Required work> Please return each of the entries that follow, unchanged in every word.

Listed records>
★ ★ ★ ★ ★

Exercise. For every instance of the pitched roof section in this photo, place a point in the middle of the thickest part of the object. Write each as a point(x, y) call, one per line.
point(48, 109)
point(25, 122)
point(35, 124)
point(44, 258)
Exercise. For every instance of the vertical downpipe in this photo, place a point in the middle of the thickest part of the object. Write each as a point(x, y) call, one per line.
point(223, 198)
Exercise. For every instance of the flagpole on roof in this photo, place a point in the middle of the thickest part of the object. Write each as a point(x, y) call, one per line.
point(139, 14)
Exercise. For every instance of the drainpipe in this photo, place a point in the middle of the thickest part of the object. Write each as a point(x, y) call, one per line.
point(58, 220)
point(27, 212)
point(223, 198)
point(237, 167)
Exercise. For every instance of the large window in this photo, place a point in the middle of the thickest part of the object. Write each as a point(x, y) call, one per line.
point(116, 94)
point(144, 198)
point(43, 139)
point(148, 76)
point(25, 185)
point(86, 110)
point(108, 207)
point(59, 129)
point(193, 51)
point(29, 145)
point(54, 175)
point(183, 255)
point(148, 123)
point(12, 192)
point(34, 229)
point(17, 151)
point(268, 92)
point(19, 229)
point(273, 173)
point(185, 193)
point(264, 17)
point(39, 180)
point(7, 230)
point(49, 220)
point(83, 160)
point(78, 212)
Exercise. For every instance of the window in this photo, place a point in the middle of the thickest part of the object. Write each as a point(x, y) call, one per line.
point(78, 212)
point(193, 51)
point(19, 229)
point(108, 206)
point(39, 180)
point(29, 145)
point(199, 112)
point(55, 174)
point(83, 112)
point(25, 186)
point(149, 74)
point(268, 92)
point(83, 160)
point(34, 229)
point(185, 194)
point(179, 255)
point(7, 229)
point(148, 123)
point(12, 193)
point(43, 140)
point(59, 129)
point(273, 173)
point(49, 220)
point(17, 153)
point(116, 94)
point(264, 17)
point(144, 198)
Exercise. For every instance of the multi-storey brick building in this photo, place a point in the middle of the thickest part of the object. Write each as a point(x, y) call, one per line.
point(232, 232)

★ ★ ★ ★ ★

Expected answer>
Exercise. For every instance of the pitched roof section in this photo, place a point in the middle of the thickest part of the object. Write each as a point(x, y) call, one per line.
point(48, 109)
point(25, 122)
point(35, 124)
point(44, 258)
Exercise. For every instance of the vertical downpipe in this photo, place a point in the middle of the thickest part of the object. Write each as a point(x, y) call, one per line.
point(223, 198)
Exercise. For every instance of the flagpole on roof in this photo, place a point in the middle of the thickest part of the object. Write each as a point(x, y) call, one per line.
point(139, 14)
Exercise. For every instance of the drainpipe in this photo, place a point in the middle of the thickest part of the object. Write each as a point(x, y) call, one per line.
point(58, 220)
point(27, 212)
point(223, 198)
point(237, 167)
Exercise. For every instance of the large window in this photo, place a point in the middle of the thickest part of the object. Write each as a point(x, y) call, one per line.
point(116, 94)
point(144, 198)
point(43, 139)
point(148, 76)
point(25, 185)
point(86, 110)
point(108, 207)
point(59, 129)
point(193, 51)
point(29, 145)
point(54, 175)
point(183, 255)
point(148, 123)
point(12, 192)
point(34, 229)
point(17, 151)
point(268, 92)
point(19, 229)
point(273, 173)
point(185, 193)
point(264, 17)
point(39, 180)
point(7, 230)
point(49, 220)
point(83, 160)
point(78, 212)
Exercise. For every instance of the window in this photo, place a point in the middle of the thickest part of the object. Write each as a point(x, y) call, one per line.
point(78, 212)
point(193, 51)
point(19, 229)
point(108, 206)
point(39, 180)
point(29, 145)
point(199, 112)
point(55, 174)
point(83, 112)
point(25, 186)
point(149, 74)
point(268, 92)
point(83, 160)
point(34, 229)
point(185, 194)
point(179, 255)
point(7, 229)
point(148, 123)
point(12, 193)
point(43, 140)
point(59, 129)
point(273, 173)
point(49, 220)
point(17, 153)
point(116, 94)
point(264, 17)
point(144, 198)
Exercise. For every instance of the multi-storey brick building in this photo, place a point in the middle of the thickest part of the object. Write each as a point(x, y) call, one per line.
point(232, 232)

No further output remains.